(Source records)
━━━━━━━━━━━━━━━━
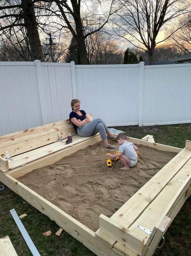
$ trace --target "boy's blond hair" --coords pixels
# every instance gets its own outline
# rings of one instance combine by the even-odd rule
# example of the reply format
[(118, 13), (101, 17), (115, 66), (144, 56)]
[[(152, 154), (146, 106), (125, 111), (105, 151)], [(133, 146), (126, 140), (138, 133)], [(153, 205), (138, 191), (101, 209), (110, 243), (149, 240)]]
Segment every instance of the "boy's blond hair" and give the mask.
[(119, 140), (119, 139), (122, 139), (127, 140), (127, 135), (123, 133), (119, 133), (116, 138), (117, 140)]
━━━━━━━━━━━━━━━━
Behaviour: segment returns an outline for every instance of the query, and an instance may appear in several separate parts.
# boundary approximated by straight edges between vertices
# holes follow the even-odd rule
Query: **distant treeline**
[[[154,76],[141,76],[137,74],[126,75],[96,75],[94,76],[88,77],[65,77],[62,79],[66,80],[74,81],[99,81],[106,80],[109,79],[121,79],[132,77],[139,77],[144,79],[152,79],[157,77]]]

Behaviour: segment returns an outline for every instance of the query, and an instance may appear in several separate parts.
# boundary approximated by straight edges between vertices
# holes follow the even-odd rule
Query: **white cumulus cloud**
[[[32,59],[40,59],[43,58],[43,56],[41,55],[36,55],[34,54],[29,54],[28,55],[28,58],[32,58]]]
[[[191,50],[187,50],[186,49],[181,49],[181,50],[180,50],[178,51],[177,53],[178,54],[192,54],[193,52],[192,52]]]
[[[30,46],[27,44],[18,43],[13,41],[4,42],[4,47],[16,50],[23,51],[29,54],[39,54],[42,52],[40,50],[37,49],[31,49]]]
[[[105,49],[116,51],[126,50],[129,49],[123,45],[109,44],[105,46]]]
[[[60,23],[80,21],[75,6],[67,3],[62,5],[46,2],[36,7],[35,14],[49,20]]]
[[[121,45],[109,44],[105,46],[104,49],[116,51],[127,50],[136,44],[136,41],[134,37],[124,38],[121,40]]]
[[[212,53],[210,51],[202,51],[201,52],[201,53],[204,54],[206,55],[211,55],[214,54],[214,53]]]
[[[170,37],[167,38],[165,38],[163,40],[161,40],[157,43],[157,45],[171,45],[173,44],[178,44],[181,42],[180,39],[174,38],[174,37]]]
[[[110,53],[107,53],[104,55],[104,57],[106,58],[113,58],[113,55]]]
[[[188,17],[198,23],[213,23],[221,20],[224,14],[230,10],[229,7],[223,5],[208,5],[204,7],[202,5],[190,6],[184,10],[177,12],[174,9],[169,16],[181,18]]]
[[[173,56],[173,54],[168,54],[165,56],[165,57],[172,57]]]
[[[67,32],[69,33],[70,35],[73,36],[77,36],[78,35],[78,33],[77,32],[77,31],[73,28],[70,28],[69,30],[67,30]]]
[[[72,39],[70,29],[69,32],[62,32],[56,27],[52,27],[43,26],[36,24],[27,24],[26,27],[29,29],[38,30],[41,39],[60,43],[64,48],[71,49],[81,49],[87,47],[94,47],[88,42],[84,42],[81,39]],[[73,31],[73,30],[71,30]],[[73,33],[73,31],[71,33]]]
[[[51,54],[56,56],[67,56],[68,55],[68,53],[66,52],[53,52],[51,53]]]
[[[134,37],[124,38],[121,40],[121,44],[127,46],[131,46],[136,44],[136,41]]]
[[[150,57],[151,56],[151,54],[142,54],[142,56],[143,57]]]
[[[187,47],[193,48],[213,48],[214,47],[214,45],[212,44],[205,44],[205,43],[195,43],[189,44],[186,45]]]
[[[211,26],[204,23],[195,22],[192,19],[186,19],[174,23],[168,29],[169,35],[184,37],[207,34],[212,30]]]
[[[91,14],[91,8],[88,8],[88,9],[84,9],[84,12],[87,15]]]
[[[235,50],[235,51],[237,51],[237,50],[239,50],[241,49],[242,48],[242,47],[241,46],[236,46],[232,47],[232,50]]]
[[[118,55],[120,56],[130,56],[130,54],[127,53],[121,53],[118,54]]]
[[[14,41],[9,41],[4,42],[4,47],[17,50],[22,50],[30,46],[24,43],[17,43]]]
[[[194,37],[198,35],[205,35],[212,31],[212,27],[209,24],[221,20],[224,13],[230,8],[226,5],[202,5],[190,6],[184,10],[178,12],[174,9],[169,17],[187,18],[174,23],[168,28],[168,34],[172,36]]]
━━━━━━━━━━━━━━━━
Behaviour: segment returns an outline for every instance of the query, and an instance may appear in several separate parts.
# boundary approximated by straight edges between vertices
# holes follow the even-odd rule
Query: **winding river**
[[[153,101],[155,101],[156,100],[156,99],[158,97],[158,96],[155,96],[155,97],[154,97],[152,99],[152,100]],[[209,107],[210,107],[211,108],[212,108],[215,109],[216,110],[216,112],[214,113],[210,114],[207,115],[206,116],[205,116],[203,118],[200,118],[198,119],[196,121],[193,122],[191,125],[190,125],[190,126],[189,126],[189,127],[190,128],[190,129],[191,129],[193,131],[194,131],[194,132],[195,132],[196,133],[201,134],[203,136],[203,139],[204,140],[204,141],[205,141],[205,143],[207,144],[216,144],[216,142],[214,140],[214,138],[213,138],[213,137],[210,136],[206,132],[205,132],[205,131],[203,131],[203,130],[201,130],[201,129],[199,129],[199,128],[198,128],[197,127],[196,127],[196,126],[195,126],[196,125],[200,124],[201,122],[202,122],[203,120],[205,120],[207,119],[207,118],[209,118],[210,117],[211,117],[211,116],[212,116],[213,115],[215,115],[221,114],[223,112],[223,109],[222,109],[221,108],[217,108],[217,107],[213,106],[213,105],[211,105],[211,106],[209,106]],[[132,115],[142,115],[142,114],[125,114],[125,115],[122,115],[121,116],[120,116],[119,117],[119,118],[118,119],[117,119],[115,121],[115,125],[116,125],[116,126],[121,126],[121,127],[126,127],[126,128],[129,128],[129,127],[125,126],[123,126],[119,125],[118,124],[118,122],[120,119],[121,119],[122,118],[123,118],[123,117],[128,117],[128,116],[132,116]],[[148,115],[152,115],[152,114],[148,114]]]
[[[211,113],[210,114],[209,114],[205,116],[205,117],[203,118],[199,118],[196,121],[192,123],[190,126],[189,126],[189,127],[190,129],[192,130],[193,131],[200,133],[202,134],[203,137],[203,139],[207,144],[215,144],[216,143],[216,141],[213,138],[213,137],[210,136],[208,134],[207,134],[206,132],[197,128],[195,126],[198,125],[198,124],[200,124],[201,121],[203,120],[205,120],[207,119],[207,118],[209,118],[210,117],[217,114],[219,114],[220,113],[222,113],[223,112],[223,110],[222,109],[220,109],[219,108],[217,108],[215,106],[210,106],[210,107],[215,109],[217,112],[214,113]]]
━━━━━━━━━━━━━━━━
### What the task asks
Find each line in the items above that contains the string "hair" and copy every such line.

### Response below
$ trace --target "boy's blond hair" --coords pixels
Segment every instance of the "boy's blond hair" and give the mask.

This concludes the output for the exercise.